▸ Passage shown
By JT - Jul 21,2016 - Last updated at Jul 21,2016

AMMAN — The Land Transport Regulatory Commission (LTRC) Director General Marwan Hmoud on Wednesday briefed Prime Minister Hani Mulki on a short-term work plan to remedy the public transportation system’s problems, the Jordan News Agency, Petra, reported. 

The plan includes 17 projects and measures to be implemented in Amman, Zarqa, Irbid and Madaba, the country’s largest cities with chronic transportation problems, especially after the country hosted millions of refugees and guest labour. 

Most significant of these are plans licensing the school transportation companies to serve school children, opening bus routes that take people to neighbourhoods inside cities, setting a public transport fund to lure investments into the sector and other measures to streamline the services in the targeted cities. 

The measures include establishing stops to receive and discharge passengers, organising queues at bus terminals, designating special lanes for buses and other public transportation vehicles and applying the auto-park service within cities. 

The oversight agency also plans to offer incentives and exemptions to private cars that carry more than two passengers during work days, licensing online apps (such as Uber) to transport passengers and regulate the jobs of fare collectors and drivers of public buses.

 

Mulki's visit to the LTRC came as a follow-up on his June 29 visit, during which he was briefed on the challenges facing the transportation sector in the Kingdom.

▸ Object location annotation data
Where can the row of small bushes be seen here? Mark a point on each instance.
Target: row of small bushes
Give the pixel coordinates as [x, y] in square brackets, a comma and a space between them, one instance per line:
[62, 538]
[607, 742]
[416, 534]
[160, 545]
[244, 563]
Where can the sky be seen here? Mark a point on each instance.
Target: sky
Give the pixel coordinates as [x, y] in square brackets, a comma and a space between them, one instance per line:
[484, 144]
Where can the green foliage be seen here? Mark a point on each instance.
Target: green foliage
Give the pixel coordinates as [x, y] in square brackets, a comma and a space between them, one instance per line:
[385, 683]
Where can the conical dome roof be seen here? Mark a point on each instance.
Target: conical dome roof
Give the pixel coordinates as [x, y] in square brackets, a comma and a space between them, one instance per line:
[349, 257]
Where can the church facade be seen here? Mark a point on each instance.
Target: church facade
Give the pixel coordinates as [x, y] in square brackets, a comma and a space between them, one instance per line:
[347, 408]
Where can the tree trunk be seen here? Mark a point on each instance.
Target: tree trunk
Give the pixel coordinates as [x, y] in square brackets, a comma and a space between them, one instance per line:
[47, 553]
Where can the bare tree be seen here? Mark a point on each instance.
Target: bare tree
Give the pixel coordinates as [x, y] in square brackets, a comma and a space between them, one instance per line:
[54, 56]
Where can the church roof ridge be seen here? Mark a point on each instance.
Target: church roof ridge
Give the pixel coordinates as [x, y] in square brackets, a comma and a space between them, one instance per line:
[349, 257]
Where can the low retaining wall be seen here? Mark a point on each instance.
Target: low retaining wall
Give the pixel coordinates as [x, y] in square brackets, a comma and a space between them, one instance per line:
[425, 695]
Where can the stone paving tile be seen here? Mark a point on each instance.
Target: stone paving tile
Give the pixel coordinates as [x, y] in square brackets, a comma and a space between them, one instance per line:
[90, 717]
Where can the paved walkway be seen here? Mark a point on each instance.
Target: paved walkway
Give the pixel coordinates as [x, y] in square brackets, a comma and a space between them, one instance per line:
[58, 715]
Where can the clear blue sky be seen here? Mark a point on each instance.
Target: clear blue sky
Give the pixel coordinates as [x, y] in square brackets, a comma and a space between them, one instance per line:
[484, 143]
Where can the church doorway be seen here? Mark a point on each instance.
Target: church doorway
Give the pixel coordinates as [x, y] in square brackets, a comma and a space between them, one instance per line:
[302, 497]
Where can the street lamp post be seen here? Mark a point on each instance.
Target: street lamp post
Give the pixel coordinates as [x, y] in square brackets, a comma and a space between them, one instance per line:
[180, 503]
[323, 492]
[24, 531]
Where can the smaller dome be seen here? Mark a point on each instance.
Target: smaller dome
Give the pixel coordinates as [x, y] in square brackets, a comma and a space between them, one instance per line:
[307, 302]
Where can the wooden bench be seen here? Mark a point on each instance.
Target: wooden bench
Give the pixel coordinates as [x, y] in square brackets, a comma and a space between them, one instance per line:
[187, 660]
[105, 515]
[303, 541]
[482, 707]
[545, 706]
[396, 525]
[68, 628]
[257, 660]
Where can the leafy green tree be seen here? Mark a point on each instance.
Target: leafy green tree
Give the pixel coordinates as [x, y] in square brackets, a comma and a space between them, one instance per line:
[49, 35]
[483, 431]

▸ Requirement 1
Which cities does the transport plan article say the plan's projects and measures will be carried out in?
▸ Requirement 2
Turn the paragraph in the transport plan article that begins "The measures include establishing stops" into a bulleted list of its measures.

▸ Full response 1
Amman, Zarqa, Irbid, Madaba

▸ Full response 2
- Establishing stops to receive and discharge passengers
- Organizing queues at bus terminals
- Designating special lanes for buses and other public transportation vehicles
- Applying the auto-park service within cities